═════ Study text

Controversial encounters between law-enforcement and civilians - the omnibus thread #2

Prison mistreatment and death leads to largest settlement in Texas history:
Family Of Woman With HIV Who Died After Texas Jail Stay Receives $7 Million | HuffPost Latest News
"Barlow-Austin was arrested for a misdemeanor probation violation and taken to the Bi-State jail in April 2019. At the time, she was on medication to manage her HIV and mental health. Once she was in jail, staff denied her access to her medications, the lawsuit alleged, and she developed an infection that left her blind and unable to walk. Barlow-Austin went long periods of time without eating or drinking because she was unable to see the food and water in her cell, according to the lawsuit.

“She spent the last week of her confinement in a so-called ‘medical observation’ cell—isolated and alone, in constant pain, blindly crawling around her cell, dehydrated and malnourished, living in filthy and inhumane conditions, decompensating—with no medical help,” Heipt wrote in the Thursday statement."

══════════
═════ Data

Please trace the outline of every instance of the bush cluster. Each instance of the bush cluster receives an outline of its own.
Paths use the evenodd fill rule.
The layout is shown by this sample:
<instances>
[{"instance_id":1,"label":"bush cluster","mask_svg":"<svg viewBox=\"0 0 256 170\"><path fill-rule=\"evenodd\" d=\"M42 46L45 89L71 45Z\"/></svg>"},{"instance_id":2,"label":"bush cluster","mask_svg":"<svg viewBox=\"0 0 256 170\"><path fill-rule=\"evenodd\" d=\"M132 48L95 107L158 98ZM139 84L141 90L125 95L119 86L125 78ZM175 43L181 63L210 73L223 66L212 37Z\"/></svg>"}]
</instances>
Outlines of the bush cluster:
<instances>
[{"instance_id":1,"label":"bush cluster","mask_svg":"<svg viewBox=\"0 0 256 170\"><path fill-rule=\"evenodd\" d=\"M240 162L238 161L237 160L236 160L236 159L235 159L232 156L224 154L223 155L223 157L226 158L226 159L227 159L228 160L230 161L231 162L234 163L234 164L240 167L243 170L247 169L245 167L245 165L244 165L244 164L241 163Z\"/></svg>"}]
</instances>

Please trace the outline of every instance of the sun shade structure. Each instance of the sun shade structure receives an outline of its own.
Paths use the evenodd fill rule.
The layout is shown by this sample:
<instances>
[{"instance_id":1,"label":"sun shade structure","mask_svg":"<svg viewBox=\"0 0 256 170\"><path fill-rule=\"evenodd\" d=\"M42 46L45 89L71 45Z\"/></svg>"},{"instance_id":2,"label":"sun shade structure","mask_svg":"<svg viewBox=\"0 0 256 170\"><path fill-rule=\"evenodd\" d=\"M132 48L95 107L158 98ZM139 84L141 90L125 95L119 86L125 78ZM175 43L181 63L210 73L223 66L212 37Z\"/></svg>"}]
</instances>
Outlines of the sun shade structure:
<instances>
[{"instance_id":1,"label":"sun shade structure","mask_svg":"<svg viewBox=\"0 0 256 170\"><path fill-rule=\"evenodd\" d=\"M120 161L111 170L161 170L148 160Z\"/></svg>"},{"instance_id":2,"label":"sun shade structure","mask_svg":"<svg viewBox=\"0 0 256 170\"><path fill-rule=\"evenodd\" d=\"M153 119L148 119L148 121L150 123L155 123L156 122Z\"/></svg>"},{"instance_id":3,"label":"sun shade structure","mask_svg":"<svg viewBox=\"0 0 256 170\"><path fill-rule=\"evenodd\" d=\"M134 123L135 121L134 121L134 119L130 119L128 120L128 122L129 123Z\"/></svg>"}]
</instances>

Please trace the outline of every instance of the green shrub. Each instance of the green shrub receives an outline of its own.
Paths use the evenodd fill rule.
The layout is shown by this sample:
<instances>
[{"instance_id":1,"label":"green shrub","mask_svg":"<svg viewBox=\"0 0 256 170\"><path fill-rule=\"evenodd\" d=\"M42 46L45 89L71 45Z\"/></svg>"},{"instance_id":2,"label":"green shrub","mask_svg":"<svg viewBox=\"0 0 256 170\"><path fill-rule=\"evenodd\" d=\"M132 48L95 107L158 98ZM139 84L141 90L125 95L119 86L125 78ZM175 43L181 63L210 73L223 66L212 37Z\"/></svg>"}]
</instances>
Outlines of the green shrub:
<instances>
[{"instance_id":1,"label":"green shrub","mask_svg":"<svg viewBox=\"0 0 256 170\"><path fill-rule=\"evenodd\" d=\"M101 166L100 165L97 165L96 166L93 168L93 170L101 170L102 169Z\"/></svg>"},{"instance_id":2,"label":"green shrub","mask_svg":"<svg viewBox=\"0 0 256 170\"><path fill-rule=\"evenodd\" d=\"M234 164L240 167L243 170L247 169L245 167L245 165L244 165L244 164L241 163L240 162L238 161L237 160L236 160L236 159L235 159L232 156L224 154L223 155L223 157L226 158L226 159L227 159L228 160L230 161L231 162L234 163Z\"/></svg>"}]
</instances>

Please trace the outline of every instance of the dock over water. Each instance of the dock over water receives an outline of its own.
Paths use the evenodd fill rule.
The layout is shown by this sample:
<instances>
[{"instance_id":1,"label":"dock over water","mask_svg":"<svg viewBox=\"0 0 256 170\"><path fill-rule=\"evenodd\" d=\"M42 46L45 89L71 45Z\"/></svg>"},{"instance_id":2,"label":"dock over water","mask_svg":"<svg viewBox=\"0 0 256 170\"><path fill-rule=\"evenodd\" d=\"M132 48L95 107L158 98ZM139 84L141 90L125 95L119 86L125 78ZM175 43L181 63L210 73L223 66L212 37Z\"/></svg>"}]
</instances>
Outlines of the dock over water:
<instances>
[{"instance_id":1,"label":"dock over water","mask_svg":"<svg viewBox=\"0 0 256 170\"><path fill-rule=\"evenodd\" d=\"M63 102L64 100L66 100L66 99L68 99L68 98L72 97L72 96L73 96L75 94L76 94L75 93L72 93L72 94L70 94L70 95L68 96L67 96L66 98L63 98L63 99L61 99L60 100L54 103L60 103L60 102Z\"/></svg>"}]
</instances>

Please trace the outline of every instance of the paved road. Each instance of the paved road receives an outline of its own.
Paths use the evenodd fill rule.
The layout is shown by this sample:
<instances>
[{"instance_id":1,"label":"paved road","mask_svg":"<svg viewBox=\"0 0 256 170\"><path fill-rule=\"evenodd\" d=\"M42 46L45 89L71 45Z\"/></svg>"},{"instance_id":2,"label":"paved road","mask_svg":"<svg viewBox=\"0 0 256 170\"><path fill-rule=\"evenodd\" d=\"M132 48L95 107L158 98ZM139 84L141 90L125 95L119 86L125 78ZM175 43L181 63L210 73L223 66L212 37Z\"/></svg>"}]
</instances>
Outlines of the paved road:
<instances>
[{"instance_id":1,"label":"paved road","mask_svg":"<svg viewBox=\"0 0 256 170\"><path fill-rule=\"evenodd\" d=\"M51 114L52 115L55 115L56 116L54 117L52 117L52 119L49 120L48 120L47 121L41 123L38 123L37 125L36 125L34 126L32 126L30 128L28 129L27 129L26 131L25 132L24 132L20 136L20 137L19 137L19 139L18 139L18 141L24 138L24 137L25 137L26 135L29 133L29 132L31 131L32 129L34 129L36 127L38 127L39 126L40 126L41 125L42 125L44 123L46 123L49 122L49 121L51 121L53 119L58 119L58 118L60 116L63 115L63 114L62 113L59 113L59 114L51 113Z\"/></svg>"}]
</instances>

══════════

== Task requirements ==
a: Duplicate the stretch of the post about the Texas jail death from "Controversial encounters between" through "to the lawsuit.".
b: Sum up the post about the Texas jail death in two sentences.
c: Resume the post about the Texas jail death from where it stops.
The rows come from a different source than the text above them.

== Answers ==
a:
Controversial encounters between law-enforcement and civilians - the omnibus thread #2

Prison mistreatment and death leads to largest settlement in Texas history:
Family Of Woman With HIV Who Died After Texas Jail Stay Receives $7 Million | HuffPost Latest News
"Barlow-Austin was arrested for a misdemeanor probation violation and taken to the Bi-State jail in April 2019. At the time, she was on medication to manage her HIV and mental health. Once she was in jail, staff denied her access to her medications, the lawsuit alleged, and she developed an infection that left her blind and unable to walk. Barlow-Austin went long periods of time without eating or drinking because she was unable to see the food and water in her cell, according to the lawsuit.

b: The family of Barlow-Austin, a woman with HIV who died after a stay in a Texas jail, received $7 million in what the post calls the largest settlement in Texas history. According to the lawsuit, she was arrested in April 2019 for a misdemeanor probation violation and denied her medications at the Bi-State jail, and she developed an infection that left her blind and unable to walk.

c:
How these jails escape criminal prosecution I’ll never understand. Some of the stories that come out of these places are the stuff of nightmares.

Slapping the city with a $7 million fine is a good start, but this shit will keep happening again and again until we start holding the fuckers who’d do something like this CRIMINALLY responsible.

Qualified immunity applies to prison guards and other employees too, unfortunately.

This was a for-profit prison. Deny them immunity since they aren’t government employees. Change every law necessary.

Actually, according to Richardson v McKnight (1996) that’s already the case - private prison guards don’t benefit from qualified immunity!

Somehow I doubt that it will make a difference and that anyone will get in trouble here, but we can dream.

You’d think monetary economy alone would make a lot of these cities and states put an arm around these rogue law-enforcement agencies, smile in a avuncular and yet predatory fashion, and say, “Tell your gorillas to cool it so we don’t keep having to shell out millions to families of people you kick the crap out of. Or some of your boys will be watching TV in the daytime.” You’d think the GOP, the Party of Fiscal Responsibility, would be bleating this from the rooftops.

You’d think so, wouldn’t you? But somehow that’s never how it works out. That’s why I think some of these assholes need to get a taste of what prison is like from the other side.

And come out as “soft on crime”? You must be joking!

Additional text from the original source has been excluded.